* EXERCISE DETAILS *
Copy out, unchanged, every line from the start of the records to the line that contains "Target: golfer's elbow", and stop there.

* SUPPLIED DATA *
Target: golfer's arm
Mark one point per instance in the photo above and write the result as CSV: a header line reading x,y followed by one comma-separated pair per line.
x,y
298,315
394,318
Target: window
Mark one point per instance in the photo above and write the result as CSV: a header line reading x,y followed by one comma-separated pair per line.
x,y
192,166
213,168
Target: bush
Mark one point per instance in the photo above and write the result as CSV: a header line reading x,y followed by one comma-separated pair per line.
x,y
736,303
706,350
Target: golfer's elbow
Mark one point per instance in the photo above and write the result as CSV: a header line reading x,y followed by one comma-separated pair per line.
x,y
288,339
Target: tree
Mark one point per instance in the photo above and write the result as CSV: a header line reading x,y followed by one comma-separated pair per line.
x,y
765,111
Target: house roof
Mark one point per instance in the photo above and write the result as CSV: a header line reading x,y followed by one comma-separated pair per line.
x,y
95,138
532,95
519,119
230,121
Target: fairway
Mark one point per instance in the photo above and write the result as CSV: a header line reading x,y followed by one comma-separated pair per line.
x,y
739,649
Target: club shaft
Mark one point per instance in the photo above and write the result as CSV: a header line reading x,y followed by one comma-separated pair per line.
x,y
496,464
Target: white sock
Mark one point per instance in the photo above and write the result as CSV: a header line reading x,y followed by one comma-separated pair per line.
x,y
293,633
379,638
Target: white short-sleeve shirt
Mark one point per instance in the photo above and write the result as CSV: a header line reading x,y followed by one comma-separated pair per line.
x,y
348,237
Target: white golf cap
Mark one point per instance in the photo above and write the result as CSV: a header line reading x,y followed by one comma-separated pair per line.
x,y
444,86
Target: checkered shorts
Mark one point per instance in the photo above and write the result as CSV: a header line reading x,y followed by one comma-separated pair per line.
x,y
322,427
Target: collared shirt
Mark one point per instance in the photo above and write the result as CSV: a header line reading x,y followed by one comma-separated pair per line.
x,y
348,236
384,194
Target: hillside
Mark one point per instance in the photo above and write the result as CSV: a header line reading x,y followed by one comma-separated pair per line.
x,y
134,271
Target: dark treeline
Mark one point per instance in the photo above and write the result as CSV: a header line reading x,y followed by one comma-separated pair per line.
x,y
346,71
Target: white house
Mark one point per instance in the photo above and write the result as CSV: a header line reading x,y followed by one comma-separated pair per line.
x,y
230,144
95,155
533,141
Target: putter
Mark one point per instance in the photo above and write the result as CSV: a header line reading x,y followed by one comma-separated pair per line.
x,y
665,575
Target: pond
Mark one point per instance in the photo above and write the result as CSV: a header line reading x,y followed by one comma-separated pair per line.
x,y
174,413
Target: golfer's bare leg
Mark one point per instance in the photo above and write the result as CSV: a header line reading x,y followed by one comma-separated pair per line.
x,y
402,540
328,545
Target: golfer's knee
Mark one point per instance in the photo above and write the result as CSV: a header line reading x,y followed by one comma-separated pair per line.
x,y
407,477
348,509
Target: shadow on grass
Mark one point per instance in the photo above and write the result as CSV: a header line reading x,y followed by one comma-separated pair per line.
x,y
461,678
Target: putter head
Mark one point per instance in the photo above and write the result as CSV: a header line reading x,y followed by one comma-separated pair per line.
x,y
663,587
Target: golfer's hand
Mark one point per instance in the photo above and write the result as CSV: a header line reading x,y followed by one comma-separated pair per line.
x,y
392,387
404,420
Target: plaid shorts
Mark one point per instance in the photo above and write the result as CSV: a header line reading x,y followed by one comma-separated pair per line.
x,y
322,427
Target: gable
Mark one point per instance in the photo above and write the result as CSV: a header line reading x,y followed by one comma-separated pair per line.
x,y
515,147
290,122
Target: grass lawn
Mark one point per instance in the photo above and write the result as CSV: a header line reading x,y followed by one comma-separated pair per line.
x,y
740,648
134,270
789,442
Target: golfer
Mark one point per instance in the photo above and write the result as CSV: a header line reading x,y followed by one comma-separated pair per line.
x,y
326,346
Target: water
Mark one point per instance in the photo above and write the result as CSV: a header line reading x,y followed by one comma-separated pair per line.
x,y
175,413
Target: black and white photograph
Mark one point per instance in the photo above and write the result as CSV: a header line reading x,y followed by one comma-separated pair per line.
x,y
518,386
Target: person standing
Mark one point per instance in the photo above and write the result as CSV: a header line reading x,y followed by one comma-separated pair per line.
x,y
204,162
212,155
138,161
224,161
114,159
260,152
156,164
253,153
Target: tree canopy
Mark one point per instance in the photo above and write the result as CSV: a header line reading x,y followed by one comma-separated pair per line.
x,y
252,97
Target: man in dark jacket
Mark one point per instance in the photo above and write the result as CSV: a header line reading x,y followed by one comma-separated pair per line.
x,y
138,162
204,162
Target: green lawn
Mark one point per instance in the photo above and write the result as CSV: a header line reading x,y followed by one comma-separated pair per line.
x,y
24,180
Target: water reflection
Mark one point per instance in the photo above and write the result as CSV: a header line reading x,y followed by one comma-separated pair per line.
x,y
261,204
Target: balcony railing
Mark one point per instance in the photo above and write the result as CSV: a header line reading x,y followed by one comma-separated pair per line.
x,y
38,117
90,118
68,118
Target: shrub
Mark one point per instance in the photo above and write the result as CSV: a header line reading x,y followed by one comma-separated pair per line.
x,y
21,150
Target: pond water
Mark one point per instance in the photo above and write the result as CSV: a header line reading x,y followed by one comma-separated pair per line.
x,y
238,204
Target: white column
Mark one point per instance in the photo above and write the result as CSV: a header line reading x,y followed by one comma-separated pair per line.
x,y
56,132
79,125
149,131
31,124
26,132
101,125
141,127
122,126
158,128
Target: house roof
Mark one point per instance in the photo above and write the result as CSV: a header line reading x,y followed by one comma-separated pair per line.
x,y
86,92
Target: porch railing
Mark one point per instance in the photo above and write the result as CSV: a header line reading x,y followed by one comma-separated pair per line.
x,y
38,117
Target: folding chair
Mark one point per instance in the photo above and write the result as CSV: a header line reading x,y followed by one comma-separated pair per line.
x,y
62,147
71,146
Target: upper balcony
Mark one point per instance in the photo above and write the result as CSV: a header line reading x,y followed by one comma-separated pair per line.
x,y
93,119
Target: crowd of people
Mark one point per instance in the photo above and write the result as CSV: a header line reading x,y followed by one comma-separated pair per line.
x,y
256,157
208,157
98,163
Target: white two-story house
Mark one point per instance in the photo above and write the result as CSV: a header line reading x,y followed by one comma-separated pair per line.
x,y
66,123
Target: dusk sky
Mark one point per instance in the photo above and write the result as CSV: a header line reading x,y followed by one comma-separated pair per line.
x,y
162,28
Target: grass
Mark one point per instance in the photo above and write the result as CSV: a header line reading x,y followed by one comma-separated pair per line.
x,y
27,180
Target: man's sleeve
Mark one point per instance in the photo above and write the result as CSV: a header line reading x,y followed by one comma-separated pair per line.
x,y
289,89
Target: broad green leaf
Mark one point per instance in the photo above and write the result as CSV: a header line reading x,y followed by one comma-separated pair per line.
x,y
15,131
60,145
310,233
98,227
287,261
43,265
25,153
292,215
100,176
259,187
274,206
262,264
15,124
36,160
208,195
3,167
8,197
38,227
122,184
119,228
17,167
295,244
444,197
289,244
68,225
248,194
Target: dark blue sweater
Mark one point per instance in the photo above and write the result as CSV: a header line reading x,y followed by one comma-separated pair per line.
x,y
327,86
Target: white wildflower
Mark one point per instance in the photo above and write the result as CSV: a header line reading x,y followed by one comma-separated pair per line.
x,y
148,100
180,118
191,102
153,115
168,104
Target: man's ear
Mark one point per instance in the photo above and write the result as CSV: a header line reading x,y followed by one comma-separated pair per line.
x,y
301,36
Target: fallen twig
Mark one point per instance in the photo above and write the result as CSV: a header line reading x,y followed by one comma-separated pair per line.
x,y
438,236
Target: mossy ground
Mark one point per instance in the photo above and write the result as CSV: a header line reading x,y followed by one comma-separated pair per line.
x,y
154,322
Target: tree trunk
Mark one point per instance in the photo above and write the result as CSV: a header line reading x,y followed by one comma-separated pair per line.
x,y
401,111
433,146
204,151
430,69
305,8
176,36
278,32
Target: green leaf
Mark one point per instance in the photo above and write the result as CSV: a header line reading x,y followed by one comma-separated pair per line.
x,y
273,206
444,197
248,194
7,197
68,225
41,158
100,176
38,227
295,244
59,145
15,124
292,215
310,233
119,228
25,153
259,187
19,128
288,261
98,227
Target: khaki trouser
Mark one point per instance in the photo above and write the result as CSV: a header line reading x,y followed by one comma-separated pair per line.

* RESULT BELOW *
Target: golfer's arm
Mark one point per instance in the photo above and write the result as CSV: a header line reading x,y followed by one comma-separated pair per line.
x,y
298,315
394,318
Target: window
Mark one point per instance in the photo above and write the result as CSV: a header line reading x,y followed by one comma-separated pair per line.
x,y
192,166
213,168
Target: bush
Mark one point per instance in the photo above and write the result as CSV: a header line reading x,y followed by one comma-separated pair per line.
x,y
736,303
706,350
Target: golfer's elbow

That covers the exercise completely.